- [Location annotation dataset excerpts]
____

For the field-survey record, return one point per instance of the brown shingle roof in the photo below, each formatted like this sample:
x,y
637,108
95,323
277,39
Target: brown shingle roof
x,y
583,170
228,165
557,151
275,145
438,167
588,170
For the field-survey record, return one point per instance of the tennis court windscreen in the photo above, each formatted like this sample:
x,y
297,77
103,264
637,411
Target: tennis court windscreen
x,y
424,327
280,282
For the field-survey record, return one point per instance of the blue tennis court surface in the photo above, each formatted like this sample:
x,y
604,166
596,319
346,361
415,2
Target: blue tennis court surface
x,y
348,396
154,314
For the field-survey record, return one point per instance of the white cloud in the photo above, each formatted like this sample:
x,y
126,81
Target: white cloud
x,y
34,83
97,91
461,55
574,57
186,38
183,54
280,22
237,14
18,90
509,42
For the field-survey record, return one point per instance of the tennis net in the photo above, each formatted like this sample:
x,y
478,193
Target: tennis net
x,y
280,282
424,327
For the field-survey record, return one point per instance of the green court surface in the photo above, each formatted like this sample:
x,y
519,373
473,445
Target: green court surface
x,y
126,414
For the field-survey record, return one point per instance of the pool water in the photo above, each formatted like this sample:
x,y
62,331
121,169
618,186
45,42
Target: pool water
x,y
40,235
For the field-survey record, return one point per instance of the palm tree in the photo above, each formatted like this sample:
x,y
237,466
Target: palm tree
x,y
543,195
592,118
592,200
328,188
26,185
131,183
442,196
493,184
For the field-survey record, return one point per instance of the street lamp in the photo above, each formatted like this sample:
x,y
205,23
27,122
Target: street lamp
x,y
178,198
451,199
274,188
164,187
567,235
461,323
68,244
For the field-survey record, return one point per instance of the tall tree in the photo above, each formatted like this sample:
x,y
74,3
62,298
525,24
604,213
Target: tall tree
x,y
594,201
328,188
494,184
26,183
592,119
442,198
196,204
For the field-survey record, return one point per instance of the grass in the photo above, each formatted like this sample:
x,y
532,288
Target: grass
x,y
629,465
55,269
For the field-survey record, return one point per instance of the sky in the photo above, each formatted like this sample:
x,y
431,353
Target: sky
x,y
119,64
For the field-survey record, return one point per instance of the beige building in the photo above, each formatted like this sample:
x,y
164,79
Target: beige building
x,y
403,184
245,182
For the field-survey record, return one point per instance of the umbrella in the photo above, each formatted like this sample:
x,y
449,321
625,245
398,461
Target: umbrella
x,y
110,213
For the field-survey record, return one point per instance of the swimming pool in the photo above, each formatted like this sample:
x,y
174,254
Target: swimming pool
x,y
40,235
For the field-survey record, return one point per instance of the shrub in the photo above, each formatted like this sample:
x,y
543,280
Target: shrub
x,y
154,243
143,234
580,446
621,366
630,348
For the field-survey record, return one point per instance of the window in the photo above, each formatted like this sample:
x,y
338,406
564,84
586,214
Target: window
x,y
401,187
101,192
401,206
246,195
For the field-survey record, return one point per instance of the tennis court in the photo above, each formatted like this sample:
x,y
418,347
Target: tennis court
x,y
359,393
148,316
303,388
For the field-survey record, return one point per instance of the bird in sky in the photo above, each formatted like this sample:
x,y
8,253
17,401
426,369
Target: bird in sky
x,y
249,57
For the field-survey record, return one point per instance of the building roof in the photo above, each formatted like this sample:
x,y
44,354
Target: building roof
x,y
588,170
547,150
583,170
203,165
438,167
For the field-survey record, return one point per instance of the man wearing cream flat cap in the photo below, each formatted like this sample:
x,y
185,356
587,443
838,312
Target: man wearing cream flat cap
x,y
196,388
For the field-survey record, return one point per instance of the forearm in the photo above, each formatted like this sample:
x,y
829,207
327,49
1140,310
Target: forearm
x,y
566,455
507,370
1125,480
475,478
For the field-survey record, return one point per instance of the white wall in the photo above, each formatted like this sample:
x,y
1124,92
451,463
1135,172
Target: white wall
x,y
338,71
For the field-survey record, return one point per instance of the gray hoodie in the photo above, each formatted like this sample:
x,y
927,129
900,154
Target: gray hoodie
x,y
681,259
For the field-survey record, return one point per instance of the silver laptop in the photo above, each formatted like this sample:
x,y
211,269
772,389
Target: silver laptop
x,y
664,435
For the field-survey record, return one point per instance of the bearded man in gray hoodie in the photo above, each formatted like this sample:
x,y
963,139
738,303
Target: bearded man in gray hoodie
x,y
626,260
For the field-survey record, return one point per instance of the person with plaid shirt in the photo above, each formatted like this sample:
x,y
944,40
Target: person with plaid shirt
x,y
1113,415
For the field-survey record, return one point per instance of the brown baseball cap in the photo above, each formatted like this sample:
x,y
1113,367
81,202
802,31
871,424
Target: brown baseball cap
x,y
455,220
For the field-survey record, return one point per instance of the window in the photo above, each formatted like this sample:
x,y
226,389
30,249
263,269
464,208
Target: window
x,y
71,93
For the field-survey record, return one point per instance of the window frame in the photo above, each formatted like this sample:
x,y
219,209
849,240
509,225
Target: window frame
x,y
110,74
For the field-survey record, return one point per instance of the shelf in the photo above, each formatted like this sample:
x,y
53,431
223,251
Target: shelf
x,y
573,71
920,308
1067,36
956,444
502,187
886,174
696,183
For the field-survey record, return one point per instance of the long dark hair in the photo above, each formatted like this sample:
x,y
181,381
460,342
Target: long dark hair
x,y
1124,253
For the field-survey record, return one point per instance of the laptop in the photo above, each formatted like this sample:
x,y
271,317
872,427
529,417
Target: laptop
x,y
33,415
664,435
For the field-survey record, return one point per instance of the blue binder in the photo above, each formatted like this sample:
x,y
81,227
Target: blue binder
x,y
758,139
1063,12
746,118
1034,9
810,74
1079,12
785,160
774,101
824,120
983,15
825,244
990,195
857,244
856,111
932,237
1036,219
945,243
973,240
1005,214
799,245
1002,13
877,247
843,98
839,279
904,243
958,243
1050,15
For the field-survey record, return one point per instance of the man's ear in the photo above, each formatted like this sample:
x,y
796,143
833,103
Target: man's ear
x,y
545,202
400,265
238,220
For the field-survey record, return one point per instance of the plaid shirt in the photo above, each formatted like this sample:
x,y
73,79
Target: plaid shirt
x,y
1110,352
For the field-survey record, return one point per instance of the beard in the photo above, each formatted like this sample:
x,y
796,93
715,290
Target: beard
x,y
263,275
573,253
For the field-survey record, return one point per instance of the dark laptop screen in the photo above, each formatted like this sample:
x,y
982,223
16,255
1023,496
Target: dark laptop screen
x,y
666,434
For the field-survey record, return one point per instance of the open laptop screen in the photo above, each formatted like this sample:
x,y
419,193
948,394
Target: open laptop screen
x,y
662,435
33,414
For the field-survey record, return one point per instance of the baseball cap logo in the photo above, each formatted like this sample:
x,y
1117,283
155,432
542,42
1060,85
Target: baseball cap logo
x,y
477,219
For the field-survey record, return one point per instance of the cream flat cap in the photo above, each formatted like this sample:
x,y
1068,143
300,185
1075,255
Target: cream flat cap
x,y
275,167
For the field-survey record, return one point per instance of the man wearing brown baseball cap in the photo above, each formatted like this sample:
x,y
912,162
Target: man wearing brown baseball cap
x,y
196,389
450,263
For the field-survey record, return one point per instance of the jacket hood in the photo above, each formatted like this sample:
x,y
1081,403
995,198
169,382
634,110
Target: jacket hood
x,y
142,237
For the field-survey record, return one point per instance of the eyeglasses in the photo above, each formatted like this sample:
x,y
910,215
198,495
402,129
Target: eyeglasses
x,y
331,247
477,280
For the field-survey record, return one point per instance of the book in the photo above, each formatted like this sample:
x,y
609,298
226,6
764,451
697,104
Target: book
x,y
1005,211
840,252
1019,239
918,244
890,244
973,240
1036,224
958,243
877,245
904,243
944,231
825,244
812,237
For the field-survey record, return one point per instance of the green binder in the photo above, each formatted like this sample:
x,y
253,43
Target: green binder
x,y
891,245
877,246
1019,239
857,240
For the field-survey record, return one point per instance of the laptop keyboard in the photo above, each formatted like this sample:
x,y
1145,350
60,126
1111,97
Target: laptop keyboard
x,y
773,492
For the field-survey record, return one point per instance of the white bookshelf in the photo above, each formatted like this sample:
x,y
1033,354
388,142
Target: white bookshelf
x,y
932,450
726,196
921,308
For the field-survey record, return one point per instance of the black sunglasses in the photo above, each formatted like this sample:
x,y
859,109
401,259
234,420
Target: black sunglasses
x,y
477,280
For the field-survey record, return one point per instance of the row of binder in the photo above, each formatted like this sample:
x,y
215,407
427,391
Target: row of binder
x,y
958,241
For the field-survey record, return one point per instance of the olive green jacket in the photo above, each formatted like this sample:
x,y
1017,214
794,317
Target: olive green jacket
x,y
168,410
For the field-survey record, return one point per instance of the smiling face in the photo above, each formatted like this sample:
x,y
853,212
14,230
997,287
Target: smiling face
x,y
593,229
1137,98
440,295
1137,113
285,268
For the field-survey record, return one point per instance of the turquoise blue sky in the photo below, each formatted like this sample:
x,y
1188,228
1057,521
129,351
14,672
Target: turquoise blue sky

____

- [Problem requirements] Exact repetition is required for the lines from the one that contains "of the black" through the final line; leave out everything else.

- [Correct response]
For the field-survey record, return one point per instance of the black sunglasses in the photo above, each formatted like this sample:
x,y
859,109
401,259
234,420
Target: black sunglasses
x,y
477,280
For the field-survey record, return one point per instance of the row of binder in the photo above, each formatted like this sample:
x,y
215,407
427,391
Target: row of binder
x,y
958,241
For the field-survey record, return one point per instance of the olive green jacket in the photo above, each formatted like this sample:
x,y
1017,214
794,317
Target: olive green jacket
x,y
168,410
For the field-survey record, return one point per instance of the smiling face in the photo above, each formatted like this sample:
x,y
853,212
14,230
997,287
Target: smiling face
x,y
593,229
1137,98
440,295
1137,113
285,268
For the field-survey record, return one point per instance of the turquoise blue sky in the photo below, each formatted like this sample:
x,y
1188,228
1057,521
129,351
14,672
Target: turquoise blue sky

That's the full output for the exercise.